» PROVIDED PASSAGE
━━━━━━━━━━━━━━━━━━━━

As promised the clever factorization in problem like this where there are only xy and x + y terms is to consolidate and substitute:

First rearrange the original equations:  $(x+y)^2 - 3xy = 13$ and $(x + y) + 5 = xy$

Substitute for xy to arrive at $(x+y)^2 -3(x+y) -28 = 0$

Then substitute again w = x + y and solve the quadratic  $w^2 -3w - 28 = 0$ Once done replug the solutions x + y = 7 and x + y = -4 back into the original equations to solve a second set of quadratics. Note: this is actually probably just as much work as directly attacking the quartic since in effect you have to handle 3 quadratics.

Further Digression:

Conceptually I actually prefer the following approach.  From either the graph or the symmetrical nature of both equations it looks interesting to rotate them 45 degrees back to non-tilted form. This is desirable because it will remove xy terms.

So applying the standard rotation equations:  $x' = x cos(\theta) + y sin(\theta)$ $y' = x sin(\theta) - y cos(\theta)$ to the two equations for $\theta = -\frac{\pi}{8}$  we get:

$x^2 - xy + y^2 = 13$ becomes $(\frac{\sqrt{2}}{2}x - \frac{\sqrt{2}}{2}y)^2 - (\frac{\sqrt{2}}{2}x - \frac{\sqrt{2}}{2}y) (\frac{\sqrt{2}}{2}x + \frac{\sqrt{2}}{2}y) + (\frac{\sqrt{2}}{2}x + \frac{\sqrt{2}}{2}y)^2 = 13$

That simplifies to $(x')^2 + 3(y')^2 = 26$

Likewise $x - xy + y = -5$ becomes $(\frac{\sqrt{2}}{2}x - \frac{\sqrt{2}}{2}y) - (\frac{\sqrt{2}}{2}x - \frac{\sqrt{2}}{2}y) (\frac{\sqrt{2}}{2}x + \frac{\sqrt{2}}{2}y) + (\frac{\sqrt{2}}{2}x + \frac{\sqrt{2}}{2}y) = -5$

Once again this simplifies nicely to $(x' - \sqrt{2})^2 - (y')^2 = 12$  and these two equations are solved in a fairly standard fashion via elimination i.e.

$3(x' - \sqrt{2})^2 - 3(y') ^2 = 36$
$+ (x')^2 + 3(y')^2 = 26$
$4(x')^2 - 6\sqrt{2}x' + 6 = 62$

Solving with quadratic equation and $x' = \frac{7\sqrt{2}}{2}, y' = \pm \frac{\sqrt{2}}{2}$ or $x' = -2\sqrt{2}, y' = \pm \sqrt{6}$

If you look back at the previous solutions at first this looks odd but remember these have to be tilted back 45 degrees to give the proper solutions and sure enough for instance $(\frac{\sqrt{2}}{2} \cdot \frac{7\sqrt{2}}{2} + \frac{\sqrt{2}}{2} \cdot \frac{\sqrt{2}}{2}, \frac{\sqrt{2}}{2} \cdot \frac{7\sqrt{2}}{2} - \frac{\sqrt{2}}{2} \cdot \frac{\sqrt{2}}{2}) = (4,3)$

━━━━━━━━━━━━━━━━━━━━

» RAW RECORDS
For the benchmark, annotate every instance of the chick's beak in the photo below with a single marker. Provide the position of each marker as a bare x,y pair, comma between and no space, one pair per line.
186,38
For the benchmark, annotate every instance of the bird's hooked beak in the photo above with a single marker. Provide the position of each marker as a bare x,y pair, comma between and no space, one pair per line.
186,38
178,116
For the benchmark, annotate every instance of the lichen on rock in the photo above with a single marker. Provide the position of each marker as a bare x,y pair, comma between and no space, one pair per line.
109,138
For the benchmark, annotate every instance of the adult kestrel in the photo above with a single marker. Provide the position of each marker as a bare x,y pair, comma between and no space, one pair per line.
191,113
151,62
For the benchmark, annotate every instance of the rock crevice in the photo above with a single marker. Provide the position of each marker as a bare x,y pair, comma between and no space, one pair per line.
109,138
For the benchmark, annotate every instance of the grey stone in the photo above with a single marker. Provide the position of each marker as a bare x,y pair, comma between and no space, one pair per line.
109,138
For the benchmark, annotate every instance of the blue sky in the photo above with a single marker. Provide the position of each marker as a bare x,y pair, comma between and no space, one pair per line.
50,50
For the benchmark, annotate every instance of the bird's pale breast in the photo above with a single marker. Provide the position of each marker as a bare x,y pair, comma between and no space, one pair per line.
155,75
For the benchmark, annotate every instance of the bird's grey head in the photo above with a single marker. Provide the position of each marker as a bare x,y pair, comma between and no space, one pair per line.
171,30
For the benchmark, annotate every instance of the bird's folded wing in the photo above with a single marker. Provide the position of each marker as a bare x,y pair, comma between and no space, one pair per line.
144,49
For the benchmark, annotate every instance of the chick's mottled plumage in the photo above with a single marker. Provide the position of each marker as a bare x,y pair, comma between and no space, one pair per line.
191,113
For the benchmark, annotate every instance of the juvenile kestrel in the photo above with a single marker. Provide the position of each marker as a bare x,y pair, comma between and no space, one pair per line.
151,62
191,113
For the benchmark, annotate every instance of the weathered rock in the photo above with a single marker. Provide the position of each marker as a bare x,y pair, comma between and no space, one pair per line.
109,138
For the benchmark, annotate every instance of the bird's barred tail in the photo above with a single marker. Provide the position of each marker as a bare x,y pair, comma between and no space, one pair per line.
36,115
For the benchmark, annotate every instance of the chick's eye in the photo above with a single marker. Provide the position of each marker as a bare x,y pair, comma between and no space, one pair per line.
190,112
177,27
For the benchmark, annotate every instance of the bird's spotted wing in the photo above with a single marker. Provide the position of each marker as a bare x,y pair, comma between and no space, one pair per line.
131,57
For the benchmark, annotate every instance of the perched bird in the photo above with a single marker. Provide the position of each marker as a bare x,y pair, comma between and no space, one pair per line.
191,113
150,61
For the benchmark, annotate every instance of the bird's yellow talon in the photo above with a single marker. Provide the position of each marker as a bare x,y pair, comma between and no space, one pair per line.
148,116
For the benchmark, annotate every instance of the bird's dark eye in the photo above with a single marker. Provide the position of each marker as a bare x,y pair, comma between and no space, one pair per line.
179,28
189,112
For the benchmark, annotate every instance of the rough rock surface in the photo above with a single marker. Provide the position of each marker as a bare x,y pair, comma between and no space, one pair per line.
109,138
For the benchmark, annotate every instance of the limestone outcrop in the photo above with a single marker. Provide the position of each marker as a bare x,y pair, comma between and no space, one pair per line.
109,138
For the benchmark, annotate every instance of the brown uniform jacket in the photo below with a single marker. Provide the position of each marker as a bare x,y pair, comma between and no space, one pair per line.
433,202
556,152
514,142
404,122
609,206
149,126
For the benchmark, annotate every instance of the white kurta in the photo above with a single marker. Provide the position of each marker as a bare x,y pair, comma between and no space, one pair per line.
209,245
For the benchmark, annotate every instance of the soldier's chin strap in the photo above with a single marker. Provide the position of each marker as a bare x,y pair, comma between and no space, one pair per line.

━━━━━━━━━━━━━━━━━━━━

» SET EXERCISE A
In the passage on solving the system, what two values of x + y are plugged back into the original equations?
» SET EXERCISE B
In the passage on solving the system, rewrite the stretch that begins at the words "As promised the" and stops after "handle 3 quadratics.", replacing "quartic" with "fourth-degree equation".

» CORRECT RESULT A
x + y = 7 and x + y = -4

» CORRECT RESULT B
As promised the clever factorization in problem like this where there are only xy and x + y terms is to consolidate and substitute:

First rearrange the original equations:  $(x+y)^2 - 3xy = 13$ and $(x + y) + 5 = xy$

Substitute for xy to arrive at $(x+y)^2 -3(x+y) -28 = 0$

Then substitute again w = x + y and solve the quadratic  $w^2 -3w - 28 = 0$ Once done replug the solutions x + y = 7 and x + y = -4 back into the original equations to solve a second set of quadratics. Note: this is actually probably just as much work as directly attacking the fourth-degree equation since in effect you have to handle 3 quadratics.